Your task. Rewrite the material starting with the line with "Mark every instance of the curved metal" and going on through the line with "(1032, 570)" as a two-column CSV with the headers input and output. Give one row per entry, with the entry's text under input and its answer under output, each in a single quoted field with line breaks replaced by spaces.

Raw data.
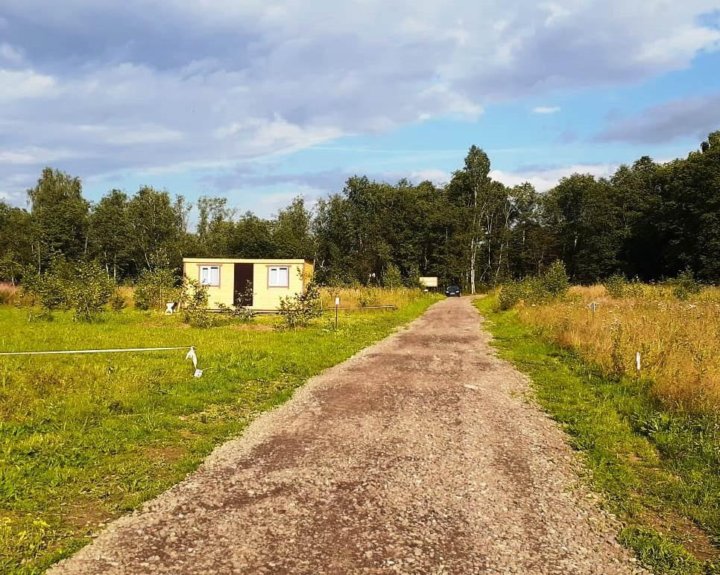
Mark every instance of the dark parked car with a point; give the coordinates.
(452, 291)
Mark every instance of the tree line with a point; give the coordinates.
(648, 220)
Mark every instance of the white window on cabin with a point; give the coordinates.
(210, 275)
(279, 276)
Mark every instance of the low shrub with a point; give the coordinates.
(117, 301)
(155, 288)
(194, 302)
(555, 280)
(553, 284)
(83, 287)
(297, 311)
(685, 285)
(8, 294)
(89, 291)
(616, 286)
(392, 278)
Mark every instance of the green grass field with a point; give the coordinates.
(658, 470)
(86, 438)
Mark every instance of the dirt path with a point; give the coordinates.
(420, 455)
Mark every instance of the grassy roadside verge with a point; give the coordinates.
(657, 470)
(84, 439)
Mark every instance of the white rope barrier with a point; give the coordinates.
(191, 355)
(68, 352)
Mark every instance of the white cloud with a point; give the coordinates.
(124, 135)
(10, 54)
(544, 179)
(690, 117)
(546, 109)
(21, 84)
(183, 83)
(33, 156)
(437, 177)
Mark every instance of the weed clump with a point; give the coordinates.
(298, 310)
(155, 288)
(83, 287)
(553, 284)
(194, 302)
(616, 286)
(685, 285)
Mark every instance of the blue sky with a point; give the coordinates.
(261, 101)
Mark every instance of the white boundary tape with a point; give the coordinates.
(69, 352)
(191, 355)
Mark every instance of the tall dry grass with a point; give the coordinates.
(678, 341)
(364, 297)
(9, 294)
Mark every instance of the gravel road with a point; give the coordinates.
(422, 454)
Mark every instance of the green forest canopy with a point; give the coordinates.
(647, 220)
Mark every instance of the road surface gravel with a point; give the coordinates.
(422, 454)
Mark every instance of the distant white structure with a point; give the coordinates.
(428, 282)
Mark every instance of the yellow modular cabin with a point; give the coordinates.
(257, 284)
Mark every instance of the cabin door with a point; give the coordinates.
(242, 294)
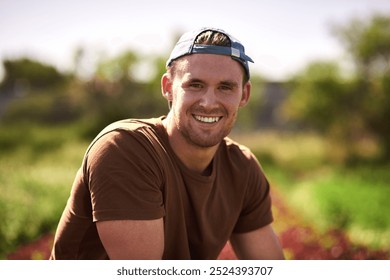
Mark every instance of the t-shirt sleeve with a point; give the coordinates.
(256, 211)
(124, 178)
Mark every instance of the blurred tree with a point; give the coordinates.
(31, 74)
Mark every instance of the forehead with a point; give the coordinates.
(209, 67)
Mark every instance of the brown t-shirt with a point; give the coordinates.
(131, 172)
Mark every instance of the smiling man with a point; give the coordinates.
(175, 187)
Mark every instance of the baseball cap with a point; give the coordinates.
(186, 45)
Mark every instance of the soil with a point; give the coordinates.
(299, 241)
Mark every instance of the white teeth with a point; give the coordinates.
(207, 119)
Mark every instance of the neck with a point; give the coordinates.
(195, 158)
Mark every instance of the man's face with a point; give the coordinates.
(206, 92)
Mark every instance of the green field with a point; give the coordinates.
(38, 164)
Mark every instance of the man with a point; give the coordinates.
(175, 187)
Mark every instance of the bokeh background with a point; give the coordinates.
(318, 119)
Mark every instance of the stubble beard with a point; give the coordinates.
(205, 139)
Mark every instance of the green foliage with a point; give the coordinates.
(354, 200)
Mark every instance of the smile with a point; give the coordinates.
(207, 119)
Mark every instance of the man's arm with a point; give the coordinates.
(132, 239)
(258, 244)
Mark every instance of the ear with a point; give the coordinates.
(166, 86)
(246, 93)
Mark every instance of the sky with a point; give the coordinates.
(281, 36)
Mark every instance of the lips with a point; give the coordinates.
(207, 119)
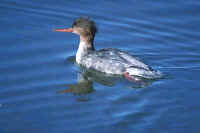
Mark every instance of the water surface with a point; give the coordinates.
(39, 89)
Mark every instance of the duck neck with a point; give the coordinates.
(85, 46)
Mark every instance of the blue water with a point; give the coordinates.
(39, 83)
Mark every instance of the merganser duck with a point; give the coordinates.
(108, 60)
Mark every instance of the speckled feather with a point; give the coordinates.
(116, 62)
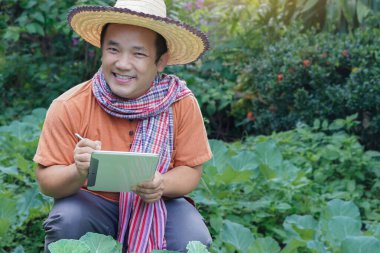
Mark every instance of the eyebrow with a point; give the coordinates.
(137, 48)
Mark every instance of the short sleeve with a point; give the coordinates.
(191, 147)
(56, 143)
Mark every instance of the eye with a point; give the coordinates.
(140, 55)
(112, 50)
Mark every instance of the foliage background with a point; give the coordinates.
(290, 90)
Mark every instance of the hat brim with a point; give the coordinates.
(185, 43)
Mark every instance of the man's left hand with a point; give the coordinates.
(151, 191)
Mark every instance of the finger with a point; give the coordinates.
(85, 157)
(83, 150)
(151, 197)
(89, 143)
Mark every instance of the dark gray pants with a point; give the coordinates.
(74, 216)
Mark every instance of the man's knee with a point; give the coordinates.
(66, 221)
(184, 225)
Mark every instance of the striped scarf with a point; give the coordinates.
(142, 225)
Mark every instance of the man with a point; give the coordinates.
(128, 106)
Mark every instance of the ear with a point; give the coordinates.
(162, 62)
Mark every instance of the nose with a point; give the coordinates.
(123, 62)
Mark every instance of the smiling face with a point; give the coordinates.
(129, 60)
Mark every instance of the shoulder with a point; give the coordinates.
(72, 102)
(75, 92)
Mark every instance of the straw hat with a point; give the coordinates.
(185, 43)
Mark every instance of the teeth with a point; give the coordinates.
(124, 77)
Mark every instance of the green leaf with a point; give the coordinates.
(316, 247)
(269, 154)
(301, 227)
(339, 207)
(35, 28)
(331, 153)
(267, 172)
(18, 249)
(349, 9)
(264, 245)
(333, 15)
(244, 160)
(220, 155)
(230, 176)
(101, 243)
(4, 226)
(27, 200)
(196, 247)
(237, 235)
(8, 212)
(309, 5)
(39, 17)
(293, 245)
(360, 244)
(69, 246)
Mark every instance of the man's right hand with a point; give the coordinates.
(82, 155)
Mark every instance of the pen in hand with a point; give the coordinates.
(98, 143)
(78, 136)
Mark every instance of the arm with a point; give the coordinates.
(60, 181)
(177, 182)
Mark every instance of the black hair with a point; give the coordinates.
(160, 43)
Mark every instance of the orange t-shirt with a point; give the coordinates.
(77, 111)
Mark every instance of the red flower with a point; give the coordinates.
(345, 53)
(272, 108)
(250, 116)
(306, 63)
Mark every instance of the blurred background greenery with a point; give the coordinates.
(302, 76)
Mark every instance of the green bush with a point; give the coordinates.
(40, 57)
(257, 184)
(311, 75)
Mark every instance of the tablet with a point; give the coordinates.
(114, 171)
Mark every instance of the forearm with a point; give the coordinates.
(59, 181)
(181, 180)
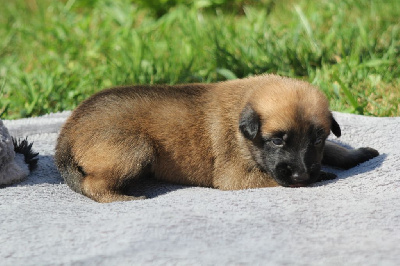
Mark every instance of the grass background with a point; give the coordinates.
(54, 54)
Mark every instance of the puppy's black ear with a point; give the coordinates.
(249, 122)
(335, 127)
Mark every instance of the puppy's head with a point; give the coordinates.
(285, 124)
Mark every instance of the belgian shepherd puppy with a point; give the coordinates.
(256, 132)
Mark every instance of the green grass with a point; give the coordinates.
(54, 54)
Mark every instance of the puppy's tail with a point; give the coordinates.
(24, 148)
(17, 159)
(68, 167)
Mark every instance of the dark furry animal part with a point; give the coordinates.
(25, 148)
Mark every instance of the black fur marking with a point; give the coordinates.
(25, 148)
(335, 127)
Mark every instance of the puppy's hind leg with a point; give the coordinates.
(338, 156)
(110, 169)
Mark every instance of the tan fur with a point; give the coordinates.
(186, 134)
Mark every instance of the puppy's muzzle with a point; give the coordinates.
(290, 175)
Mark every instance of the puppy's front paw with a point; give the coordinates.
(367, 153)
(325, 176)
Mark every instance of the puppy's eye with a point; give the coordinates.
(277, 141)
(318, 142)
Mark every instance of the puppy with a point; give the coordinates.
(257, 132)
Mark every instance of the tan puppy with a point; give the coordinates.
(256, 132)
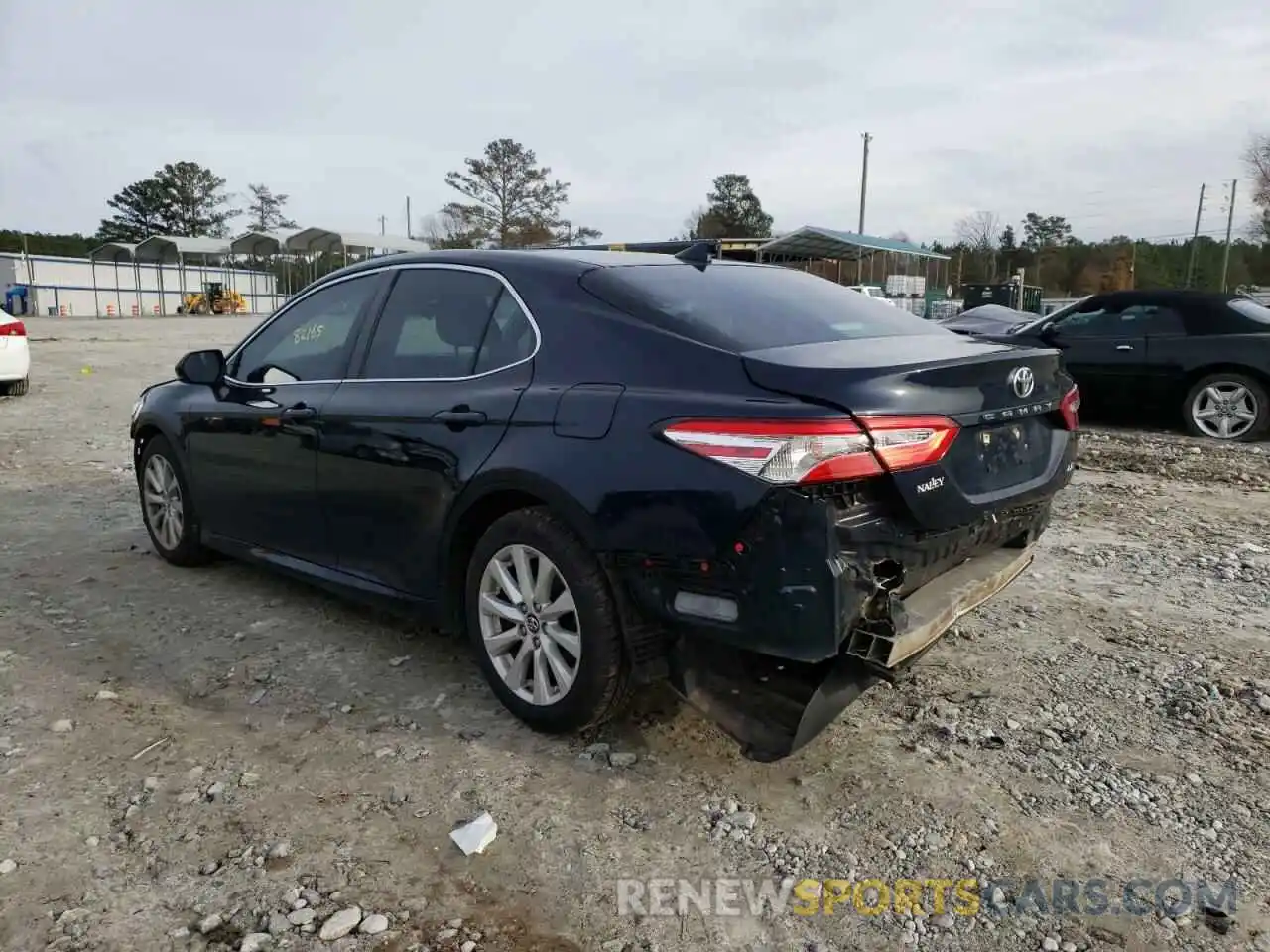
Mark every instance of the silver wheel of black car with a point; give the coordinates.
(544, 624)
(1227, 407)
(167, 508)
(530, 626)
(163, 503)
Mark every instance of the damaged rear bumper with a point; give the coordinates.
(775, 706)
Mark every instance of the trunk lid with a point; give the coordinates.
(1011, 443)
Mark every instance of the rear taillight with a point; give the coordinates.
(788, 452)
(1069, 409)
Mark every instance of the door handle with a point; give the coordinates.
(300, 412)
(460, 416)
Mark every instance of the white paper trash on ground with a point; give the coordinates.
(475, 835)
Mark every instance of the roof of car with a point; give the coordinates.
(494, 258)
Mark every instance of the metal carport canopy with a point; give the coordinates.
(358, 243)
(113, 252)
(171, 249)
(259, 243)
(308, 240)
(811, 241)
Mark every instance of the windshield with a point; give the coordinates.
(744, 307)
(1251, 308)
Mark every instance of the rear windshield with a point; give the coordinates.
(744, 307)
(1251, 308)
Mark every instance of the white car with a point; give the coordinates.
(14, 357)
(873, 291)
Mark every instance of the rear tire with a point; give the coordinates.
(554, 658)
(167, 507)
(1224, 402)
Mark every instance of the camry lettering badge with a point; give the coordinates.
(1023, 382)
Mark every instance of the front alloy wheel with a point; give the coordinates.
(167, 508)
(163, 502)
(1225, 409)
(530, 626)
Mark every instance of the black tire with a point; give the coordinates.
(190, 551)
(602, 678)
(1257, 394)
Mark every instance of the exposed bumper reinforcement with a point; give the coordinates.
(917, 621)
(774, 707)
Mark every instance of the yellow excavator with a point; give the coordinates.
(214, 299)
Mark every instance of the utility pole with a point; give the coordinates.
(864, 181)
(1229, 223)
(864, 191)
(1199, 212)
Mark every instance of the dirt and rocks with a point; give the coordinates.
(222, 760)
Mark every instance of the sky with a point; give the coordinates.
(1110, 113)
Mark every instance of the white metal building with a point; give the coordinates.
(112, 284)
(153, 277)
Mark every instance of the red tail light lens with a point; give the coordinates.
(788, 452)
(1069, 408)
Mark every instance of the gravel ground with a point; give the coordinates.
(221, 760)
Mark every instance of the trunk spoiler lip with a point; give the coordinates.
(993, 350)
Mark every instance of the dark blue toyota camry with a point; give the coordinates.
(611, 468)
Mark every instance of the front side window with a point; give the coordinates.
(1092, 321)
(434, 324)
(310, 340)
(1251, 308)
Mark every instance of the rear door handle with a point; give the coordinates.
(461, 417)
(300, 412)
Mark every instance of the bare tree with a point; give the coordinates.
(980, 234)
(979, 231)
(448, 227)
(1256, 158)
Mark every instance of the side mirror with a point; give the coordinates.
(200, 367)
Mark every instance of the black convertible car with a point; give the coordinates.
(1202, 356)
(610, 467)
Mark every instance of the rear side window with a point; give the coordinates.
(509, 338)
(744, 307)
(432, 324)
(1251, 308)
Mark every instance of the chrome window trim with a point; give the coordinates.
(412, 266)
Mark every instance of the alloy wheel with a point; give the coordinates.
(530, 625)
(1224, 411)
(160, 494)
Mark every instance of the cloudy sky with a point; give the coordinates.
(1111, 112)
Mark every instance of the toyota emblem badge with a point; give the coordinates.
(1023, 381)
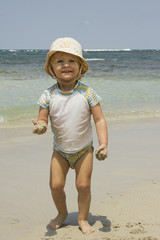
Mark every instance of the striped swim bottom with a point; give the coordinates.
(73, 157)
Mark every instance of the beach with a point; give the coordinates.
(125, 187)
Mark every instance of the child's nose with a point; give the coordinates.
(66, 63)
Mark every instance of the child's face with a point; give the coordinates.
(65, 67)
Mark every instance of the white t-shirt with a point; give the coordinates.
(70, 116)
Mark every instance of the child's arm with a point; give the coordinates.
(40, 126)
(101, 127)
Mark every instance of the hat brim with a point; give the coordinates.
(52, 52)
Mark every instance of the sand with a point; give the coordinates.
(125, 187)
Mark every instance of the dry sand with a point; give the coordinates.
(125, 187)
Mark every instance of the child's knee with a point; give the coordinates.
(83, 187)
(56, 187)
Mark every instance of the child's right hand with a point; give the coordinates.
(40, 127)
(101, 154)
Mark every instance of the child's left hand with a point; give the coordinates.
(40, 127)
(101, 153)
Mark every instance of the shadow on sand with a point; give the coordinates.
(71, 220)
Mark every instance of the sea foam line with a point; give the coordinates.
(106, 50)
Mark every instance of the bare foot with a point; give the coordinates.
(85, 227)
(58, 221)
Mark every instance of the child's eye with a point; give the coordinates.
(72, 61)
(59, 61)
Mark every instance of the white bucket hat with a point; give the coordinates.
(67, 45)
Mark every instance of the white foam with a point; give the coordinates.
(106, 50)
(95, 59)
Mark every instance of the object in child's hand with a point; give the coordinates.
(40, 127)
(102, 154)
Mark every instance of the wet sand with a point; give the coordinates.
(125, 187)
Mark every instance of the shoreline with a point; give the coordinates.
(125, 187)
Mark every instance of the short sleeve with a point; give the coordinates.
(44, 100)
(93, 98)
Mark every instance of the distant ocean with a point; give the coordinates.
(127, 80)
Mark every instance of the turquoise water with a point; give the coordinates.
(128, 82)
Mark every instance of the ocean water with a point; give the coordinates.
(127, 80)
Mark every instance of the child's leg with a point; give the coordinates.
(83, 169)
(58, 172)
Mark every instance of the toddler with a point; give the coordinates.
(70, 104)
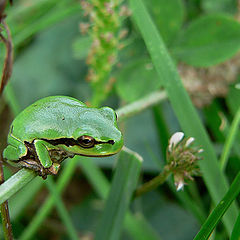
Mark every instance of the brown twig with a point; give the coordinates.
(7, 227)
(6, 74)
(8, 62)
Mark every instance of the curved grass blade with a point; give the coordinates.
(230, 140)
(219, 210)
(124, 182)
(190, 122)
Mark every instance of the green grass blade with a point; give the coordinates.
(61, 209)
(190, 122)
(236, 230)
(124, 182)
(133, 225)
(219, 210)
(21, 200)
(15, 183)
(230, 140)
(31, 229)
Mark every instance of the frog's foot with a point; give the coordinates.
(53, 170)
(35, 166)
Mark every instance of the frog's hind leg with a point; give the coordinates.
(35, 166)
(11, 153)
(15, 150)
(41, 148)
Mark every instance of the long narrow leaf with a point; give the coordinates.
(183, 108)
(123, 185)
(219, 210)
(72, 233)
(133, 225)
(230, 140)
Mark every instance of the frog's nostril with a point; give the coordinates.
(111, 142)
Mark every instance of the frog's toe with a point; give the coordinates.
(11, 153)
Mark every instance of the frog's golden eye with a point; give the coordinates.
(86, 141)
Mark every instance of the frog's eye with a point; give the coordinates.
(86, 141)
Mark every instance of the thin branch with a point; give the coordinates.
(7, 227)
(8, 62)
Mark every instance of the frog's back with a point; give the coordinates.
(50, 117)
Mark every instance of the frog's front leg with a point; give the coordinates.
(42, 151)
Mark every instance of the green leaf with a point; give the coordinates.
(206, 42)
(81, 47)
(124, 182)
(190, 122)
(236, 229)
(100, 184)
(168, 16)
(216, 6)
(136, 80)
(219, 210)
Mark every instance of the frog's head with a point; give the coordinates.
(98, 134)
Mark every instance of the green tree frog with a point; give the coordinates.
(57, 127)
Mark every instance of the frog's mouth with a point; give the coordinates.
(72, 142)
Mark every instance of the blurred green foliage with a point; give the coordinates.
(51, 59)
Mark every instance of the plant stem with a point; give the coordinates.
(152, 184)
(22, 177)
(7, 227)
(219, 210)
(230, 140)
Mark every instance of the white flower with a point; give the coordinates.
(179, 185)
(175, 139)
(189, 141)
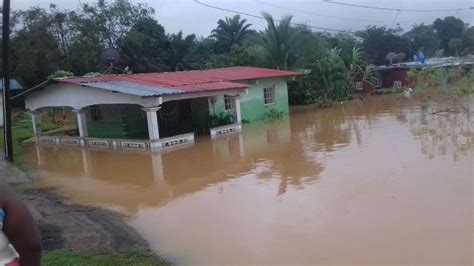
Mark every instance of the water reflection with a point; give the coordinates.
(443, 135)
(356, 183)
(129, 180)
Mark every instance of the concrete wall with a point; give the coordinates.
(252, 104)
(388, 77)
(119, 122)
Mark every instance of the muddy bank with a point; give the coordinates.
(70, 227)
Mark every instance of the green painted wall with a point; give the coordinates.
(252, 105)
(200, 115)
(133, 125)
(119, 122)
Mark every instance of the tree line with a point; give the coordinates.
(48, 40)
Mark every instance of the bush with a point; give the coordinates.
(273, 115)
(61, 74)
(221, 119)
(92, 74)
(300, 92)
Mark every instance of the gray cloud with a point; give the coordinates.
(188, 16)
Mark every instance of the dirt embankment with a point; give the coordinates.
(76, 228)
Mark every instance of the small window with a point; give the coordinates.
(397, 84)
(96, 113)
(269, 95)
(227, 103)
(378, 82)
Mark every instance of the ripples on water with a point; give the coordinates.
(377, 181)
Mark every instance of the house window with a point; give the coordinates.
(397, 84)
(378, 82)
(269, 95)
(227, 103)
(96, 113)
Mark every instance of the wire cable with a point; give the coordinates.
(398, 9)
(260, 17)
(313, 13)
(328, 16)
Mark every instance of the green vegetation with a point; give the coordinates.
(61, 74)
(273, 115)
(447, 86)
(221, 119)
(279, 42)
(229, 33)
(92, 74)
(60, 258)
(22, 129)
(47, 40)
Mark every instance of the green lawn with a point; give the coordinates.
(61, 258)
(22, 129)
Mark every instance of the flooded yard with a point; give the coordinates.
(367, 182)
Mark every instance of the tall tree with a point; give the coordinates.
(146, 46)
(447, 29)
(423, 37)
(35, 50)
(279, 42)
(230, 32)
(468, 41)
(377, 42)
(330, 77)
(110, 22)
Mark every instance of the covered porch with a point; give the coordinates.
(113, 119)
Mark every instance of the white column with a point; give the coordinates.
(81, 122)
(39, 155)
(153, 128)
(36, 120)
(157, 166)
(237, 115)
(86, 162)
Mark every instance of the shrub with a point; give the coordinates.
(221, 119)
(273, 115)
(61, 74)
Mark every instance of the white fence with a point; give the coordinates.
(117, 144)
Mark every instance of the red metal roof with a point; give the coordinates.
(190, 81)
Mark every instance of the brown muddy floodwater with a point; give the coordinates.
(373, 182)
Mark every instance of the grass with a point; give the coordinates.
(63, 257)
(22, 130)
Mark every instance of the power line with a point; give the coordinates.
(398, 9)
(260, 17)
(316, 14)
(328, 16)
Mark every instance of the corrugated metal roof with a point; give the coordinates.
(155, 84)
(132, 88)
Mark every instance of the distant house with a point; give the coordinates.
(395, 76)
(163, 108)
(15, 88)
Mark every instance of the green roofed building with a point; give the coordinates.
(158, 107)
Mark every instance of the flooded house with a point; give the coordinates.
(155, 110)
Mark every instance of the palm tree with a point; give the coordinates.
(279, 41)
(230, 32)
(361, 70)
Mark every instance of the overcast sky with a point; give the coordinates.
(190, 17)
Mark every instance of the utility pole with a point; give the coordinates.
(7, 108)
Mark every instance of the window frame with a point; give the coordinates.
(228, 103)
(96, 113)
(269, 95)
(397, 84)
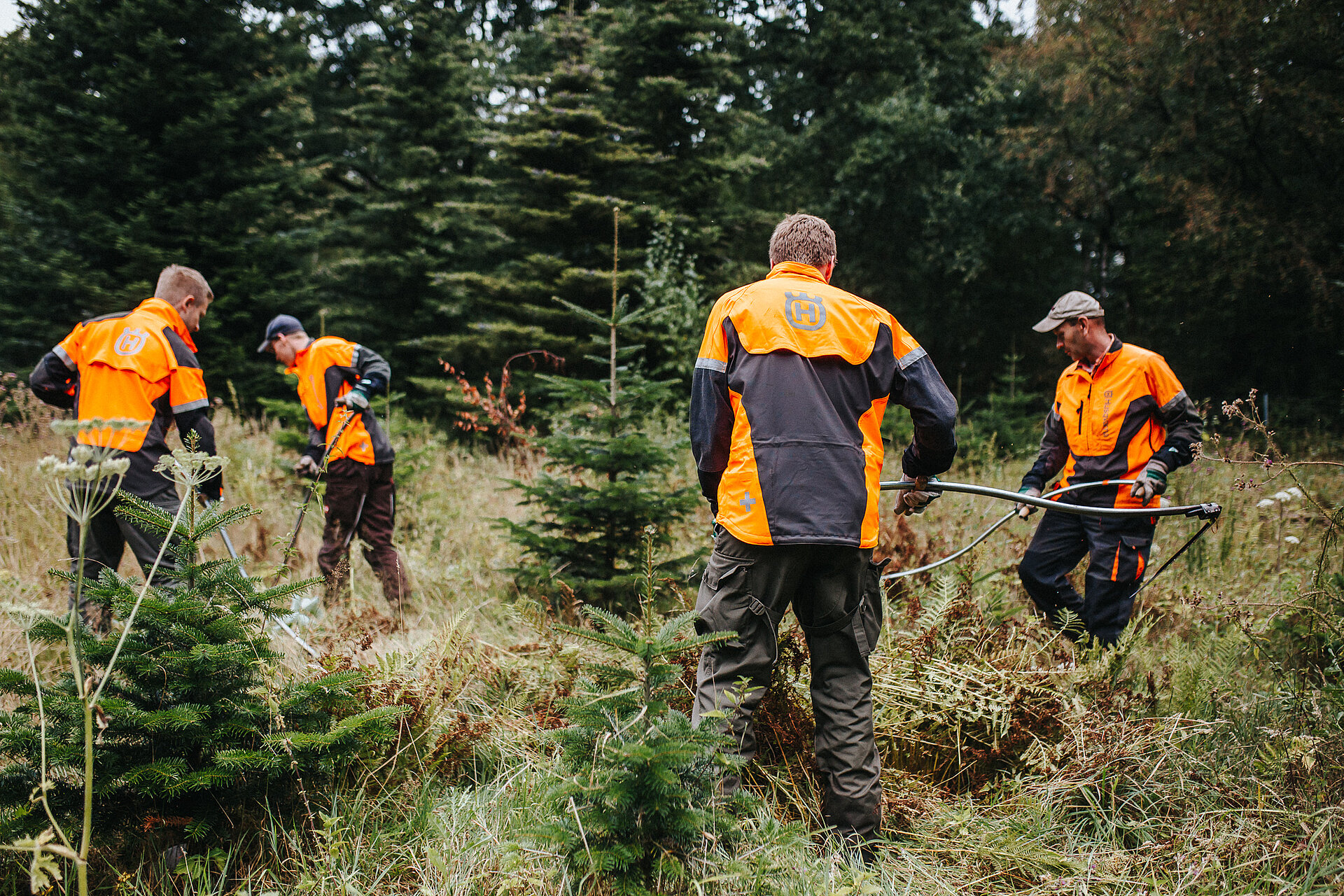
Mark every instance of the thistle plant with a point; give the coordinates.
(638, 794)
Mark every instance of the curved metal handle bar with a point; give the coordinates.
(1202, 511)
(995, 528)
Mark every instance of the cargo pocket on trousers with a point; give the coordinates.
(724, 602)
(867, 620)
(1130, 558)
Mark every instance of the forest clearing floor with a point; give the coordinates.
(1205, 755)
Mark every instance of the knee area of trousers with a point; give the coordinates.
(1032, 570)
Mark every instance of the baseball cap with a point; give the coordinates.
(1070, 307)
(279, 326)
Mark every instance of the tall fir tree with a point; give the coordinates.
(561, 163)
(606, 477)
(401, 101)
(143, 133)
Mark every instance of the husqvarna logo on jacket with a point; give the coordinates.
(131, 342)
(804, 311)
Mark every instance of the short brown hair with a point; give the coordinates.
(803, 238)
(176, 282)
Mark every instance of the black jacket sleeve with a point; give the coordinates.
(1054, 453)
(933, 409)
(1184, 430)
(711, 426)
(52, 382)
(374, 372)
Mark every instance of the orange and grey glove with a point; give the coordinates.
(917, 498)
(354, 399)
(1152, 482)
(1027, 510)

Solution for this task.
input,output
"Mark every instance of the curved metal handle bar with a point; give the coordinates.","(1202, 511) (995, 528)"
"Mark every instance of the cargo pocket on trousers with a point; give the coordinates.","(724, 602) (867, 620) (1130, 558)"
"Mark every instance of the forest clearing floor with a point; give the coordinates.","(1205, 755)"
"Mark every instance of the knee area of trousers with a point; give the coordinates.","(1032, 570)"